AIM - Repeat, exactly and completely, the entries shown underneath.
***** THE RECORDS
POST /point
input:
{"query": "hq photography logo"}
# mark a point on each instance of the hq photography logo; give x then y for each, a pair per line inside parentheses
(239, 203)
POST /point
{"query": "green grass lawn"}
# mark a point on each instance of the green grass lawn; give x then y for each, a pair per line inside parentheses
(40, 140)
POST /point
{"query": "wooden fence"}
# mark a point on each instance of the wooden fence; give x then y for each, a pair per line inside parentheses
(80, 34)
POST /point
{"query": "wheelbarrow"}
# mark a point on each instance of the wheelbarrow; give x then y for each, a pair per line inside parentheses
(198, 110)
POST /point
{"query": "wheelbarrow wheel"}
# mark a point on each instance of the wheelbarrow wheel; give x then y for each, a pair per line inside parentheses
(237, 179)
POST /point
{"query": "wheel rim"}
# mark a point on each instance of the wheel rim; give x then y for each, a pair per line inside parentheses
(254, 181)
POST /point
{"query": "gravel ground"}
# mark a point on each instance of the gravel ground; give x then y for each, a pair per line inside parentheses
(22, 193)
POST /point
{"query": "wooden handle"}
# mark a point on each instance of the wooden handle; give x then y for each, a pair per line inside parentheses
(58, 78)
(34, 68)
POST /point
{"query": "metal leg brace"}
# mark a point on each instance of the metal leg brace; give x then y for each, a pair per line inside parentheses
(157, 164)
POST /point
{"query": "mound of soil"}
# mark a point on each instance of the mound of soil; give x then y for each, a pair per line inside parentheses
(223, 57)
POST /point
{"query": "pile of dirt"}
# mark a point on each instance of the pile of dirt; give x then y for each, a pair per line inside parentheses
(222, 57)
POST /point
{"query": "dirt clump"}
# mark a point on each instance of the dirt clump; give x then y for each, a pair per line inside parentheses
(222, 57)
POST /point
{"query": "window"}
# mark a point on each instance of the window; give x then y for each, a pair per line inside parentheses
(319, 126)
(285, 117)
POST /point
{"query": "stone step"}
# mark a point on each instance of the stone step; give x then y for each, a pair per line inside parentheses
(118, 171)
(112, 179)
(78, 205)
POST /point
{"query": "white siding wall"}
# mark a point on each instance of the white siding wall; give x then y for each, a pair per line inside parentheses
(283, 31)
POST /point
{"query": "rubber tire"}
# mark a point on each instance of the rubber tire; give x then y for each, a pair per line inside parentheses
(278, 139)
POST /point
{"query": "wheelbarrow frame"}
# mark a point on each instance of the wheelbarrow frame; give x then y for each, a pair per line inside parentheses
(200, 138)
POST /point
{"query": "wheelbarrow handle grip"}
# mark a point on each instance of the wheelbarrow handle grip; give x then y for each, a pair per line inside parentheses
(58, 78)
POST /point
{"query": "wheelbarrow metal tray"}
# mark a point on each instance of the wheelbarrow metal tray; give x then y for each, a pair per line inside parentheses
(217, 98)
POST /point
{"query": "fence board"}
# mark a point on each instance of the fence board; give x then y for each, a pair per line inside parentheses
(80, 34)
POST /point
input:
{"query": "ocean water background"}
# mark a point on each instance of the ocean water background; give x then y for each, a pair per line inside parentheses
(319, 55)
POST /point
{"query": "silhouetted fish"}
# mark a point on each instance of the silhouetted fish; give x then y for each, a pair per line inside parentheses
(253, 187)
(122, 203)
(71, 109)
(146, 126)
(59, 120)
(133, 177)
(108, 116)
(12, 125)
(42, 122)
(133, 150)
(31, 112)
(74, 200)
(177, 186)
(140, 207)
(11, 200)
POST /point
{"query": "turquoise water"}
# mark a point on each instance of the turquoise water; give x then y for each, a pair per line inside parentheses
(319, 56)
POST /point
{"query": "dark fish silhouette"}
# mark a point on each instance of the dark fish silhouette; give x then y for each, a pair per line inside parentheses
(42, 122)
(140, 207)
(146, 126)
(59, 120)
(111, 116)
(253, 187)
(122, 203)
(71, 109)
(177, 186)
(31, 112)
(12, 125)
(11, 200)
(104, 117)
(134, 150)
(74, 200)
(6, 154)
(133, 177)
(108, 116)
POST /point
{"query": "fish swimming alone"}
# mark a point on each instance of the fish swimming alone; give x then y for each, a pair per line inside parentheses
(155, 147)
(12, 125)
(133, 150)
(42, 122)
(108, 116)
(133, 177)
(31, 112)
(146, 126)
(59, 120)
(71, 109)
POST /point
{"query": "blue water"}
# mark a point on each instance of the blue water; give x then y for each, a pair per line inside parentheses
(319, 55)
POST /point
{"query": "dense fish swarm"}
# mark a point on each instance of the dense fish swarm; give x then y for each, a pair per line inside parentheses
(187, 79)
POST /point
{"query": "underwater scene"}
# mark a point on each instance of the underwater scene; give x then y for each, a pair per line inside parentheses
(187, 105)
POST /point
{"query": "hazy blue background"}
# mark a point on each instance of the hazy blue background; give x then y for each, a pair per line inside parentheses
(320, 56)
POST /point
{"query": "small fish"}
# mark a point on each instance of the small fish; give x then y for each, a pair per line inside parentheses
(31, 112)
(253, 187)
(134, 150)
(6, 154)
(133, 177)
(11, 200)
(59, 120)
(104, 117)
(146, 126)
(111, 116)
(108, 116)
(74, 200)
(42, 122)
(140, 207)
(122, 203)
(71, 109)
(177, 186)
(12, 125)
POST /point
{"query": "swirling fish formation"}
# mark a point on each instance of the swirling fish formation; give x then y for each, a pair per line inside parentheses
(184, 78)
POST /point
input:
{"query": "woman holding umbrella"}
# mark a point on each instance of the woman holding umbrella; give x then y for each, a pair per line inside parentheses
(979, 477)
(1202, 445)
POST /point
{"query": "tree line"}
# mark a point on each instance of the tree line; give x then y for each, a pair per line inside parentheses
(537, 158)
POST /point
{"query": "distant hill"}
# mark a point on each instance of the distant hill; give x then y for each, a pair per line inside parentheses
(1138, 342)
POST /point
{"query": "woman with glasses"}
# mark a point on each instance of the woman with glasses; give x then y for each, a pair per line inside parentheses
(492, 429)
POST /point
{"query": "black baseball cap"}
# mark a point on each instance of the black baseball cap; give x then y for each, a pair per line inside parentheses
**********
WRITTEN ANSWER -
POST /point
input:
{"query": "hq photography logo"}
# mark a point on each instance of the hq photography logo; give x then y for each, a pair per line inside parentheses
(239, 203)
POST /point
{"query": "green grass lawn"}
# mark a point on each instance of the green grass lawn; give x then y for each, a pair per line inside parentheses
(40, 140)
POST /point
{"query": "wooden fence"}
# mark a point on each instance of the wooden fence; give x then y for each, a pair per line inside parentheses
(80, 34)
POST /point
{"query": "wheelbarrow"}
# mark a point on each instance of the wheelbarrow; give x then y for each, a pair per line inside parentheses
(198, 110)
POST /point
{"query": "wheelbarrow wheel"}
# mark a point on each instance of the wheelbarrow wheel; give x then y for each, a pair per line inside parentheses
(237, 179)
POST /point
{"query": "wheel rim"}
# mark a point on each instance of the wheel rim; give x then y for each, a pair per line inside parentheses
(254, 181)
POST /point
{"query": "gravel ground"}
# mark a point on each instance of the gravel ground; give x then y for each, a pair per line inside parentheses
(22, 193)
POST /point
{"query": "wooden handle"}
# mark a point on each instance of the wooden handle; give x then y for each, a pair per line inside parentheses
(58, 78)
(34, 68)
POST /point
{"query": "metal leg brace"}
# mark a point on each instance of the metal leg brace; give x then y for each, a pair per line inside parentheses
(157, 164)
POST /point
{"query": "mound of soil"}
# mark a point on each instance of the mound of soil; give x then y for each, a pair per line inside parentheses
(223, 57)
POST /point
{"query": "pile of dirt"}
# mark a point on each instance of the pile of dirt; give x then y for each, a pair per line inside parentheses
(222, 57)
POST /point
{"query": "dirt clump"}
# mark a point on each instance of the dirt clump; give x then y for each, a pair per line inside parentheses
(222, 57)
POST /point
{"query": "window"}
# mark a point on each instance of the window; give x then y for each, a pair per line inside parentheses
(319, 126)
(285, 117)
POST /point
{"query": "stone step"}
# mark a point on each instance of the stone step; give x then y for each, a pair per line inside parentheses
(118, 171)
(112, 179)
(78, 205)
POST /point
{"query": "white siding wall"}
# mark a point on each instance of the white siding wall; give x then y for each, a pair per line inside parentheses
(283, 31)
POST /point
{"query": "rubber tire"}
# mark a point on each instance of the rubber tire; give x then y for each, a pair per line inside parentheses
(278, 139)
POST /point
{"query": "wheelbarrow frame"}
# mark a point on each instance of the wheelbarrow frame; give x then y for each, a pair per line inside parentheses
(200, 138)
POST /point
{"query": "wheelbarrow handle grip"}
# mark a point on each instance of the wheelbarrow handle grip; give x then y for each, a pair per line inside parentheses
(58, 78)
POST /point
{"query": "wheelbarrow metal tray"}
# mark a point on each instance of the wheelbarrow metal tray; give x then y for each, a pair per line inside parentheses
(217, 98)
POST /point
{"query": "fence board"}
# mark a point on each instance of the fence board; give x then y for each, a pair per line inside parentheses
(80, 34)
POST /point
input:
{"query": "ocean water background"}
# mark a point on each instance of the ocean water background; give x then y for each, a pair per line inside parentheses
(319, 55)
POST /point
{"query": "silhouetted fish"}
# mark a point on each instance of the silhouetted fish; give x then y for each, a pair per line inside parentheses
(253, 187)
(122, 203)
(71, 109)
(146, 126)
(59, 120)
(133, 177)
(108, 116)
(12, 125)
(42, 122)
(133, 150)
(31, 112)
(74, 200)
(177, 186)
(140, 207)
(11, 200)
POST /point
{"query": "turquoise water"}
# mark a point on each instance of the turquoise water; give x then y for each, a pair per line inside parentheses
(319, 56)
POST /point
{"query": "dark fish silhouette"}
# mark a point on each instance of the dark fish silhouette; give x then y for each, a pair per line inside parentheses
(42, 122)
(140, 207)
(146, 126)
(59, 120)
(111, 116)
(253, 187)
(122, 203)
(71, 109)
(177, 186)
(31, 112)
(12, 125)
(11, 200)
(104, 117)
(134, 150)
(74, 200)
(6, 154)
(133, 177)
(108, 116)
POST /point
{"query": "fish swimming alone"}
# mark a point on each instance of the fish swimming alone; give x then y for each, a pair per line inside parentheses
(155, 147)
(12, 125)
(133, 150)
(42, 122)
(108, 116)
(133, 177)
(31, 112)
(146, 126)
(59, 120)
(71, 109)
POST /point
{"query": "blue water"}
# mark a point on each instance of the blue water; give x then y for each, a pair per line inside parentheses
(319, 55)
POST /point
{"query": "dense fish swarm"}
# mark a point on each instance of the dense fish swarm; give x then y for each, a pair per line inside parentheses
(187, 79)
POST /point
{"query": "underwater scene"}
# mark a point on each instance of the underwater scene; give x then y for each, a pair per line inside parentheses
(187, 105)
POST /point
{"query": "hazy blue background"}
# mark a point on each instance of the hazy blue background; give x then y for each, a pair per line inside parentheses
(320, 56)
POST /point
{"query": "small fish"}
# mark a point on each instance of the small fish; give x then y for each, a pair per line inside parentheses
(31, 112)
(253, 187)
(134, 150)
(6, 154)
(133, 177)
(11, 200)
(59, 120)
(104, 117)
(146, 126)
(111, 116)
(108, 116)
(74, 200)
(42, 122)
(140, 207)
(122, 203)
(71, 109)
(177, 186)
(12, 125)
POST /point
{"query": "swirling fish formation"}
# mark a point on each instance of the swirling fish formation; give x then y for each, a pair per line inside parentheses
(184, 78)
POST /point
input:
{"query": "woman holding umbrella"}
# mark a point on each instance of the woman holding umbrella; give x then y for each, a pair per line inside parentheses
(979, 477)
(1202, 445)
POST /point
{"query": "tree line"}
# mark a point on each instance of the tree line; give x then y for each, a pair per line inside parentheses
(537, 158)
POST /point
{"query": "distant hill"}
# mark a point on each instance of the distant hill; give x then y for each, a pair per line inside parentheses
(1138, 342)
POST /point
{"query": "woman with glasses"}
# mark a point on each instance of the woman with glasses; give x then y for each, a pair per line inside parentheses
(492, 429)
POST /point
{"query": "black baseball cap"}
# mark a point on each instance of the black baseball cap; give x then y for each, a pair per line inside parentheses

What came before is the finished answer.